Thursday, October 3, 2013

TO BE GLORIFIED by Zahra Killeen-Chance


A new solo work by Zahra Killeen-Chance

3rd - 5th October 9pm Basement Theatre

Featuring new music by Samin Son

Lighting Amber Molloy 

reflections by val smith:

The background story to this piece of writing about TO BE GLORFIED, by Zahra Killeen-Chance, is a conversation that emerged between Sean Curham, Jonny Almario, Christina Houghton and myself as we walked to our cars and homes last night after the show. The content of this conversation oscillated between thoughts regarding Zahra’s work and Sean’s response to the recent CNZ online forum about funding structures. What is foregrounding for me in this writing is my own response to a vision of what CNZ as a funding system could be if we let ourselves think outside of the box, quite literally. Sean’s ideas for change alongside the experience of seeing Zahra’s work has re-sparked in me a belief about how reimagining our systems, agencies, and communities can change it all, and it can change how art is being made. And bigger than that, I am reminded of how reimagining can change how the world is thinking about the world, and that is a really powerful thing to attend to. This realization recognizes how conversation and the sharing of ideas through art practices contribute to a fluid system of thinking that pools and leaks and merges across perceived boundaries. Through this system of thinking, differences and variant perspectives bleed into each other; across opinions, beliefs and actions, across hugely divergent fields of interest. We are constantly downloading each other’s paradigms. In languages or forms of communication beyond our comprehension we are becoming each other, deforming and reforming ourselves in relation to the world. But still we insist on being different from each other. So why is that?

I begin this writing by sitting here thinking about some of the beliefs we hold as artists engaged in our respective professions. Somehow calling into question the WHY of what we are doing.

dear zahra and sean
thanks for sharing your thoughts and visions with the world
i have been reminded of a bigger picture in relation to what we do in dance - the purpose of why we do it
one thread regarding what you are communicating that is sticking with me today, uncoiling with me, is the scrutinizing of our beliefs. professionally we take so many commonly shared beliefs for granted, not looking at what it is that we believe in.

like reviewing a performance. is there a bigger purpose here?

GIVEN DATA.

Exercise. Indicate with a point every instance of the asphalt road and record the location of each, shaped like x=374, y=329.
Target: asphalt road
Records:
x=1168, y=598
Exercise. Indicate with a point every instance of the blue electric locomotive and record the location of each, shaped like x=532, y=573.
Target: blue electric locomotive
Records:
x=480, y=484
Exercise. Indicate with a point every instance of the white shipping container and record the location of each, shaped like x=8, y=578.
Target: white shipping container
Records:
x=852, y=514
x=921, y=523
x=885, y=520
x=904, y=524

WORK TO BE COMPLETED.
Can you return the passage of the reflection on TO BE GLORIFIED from "I begin this" up to and including "bigger purpose here?", copied word for word? The records were taken from a different source than the text.

REPLY.
I begin this writing by sitting here thinking about some of the beliefs we hold as artists engaged in our respective professions. Somehow calling into question the WHY of what we are doing.

dear zahra and sean
thanks for sharing your thoughts and visions with the world
i have been reminded of a bigger picture in relation to what we do in dance - the purpose of why we do it
one thread regarding what you are communicating that is sticking with me today, uncoiling with me, is the scrutinizing of our beliefs. professionally we take so many commonly shared beliefs for granted, not looking at what it is that we believe in.

like reviewing a performance. is there a bigger purpose here?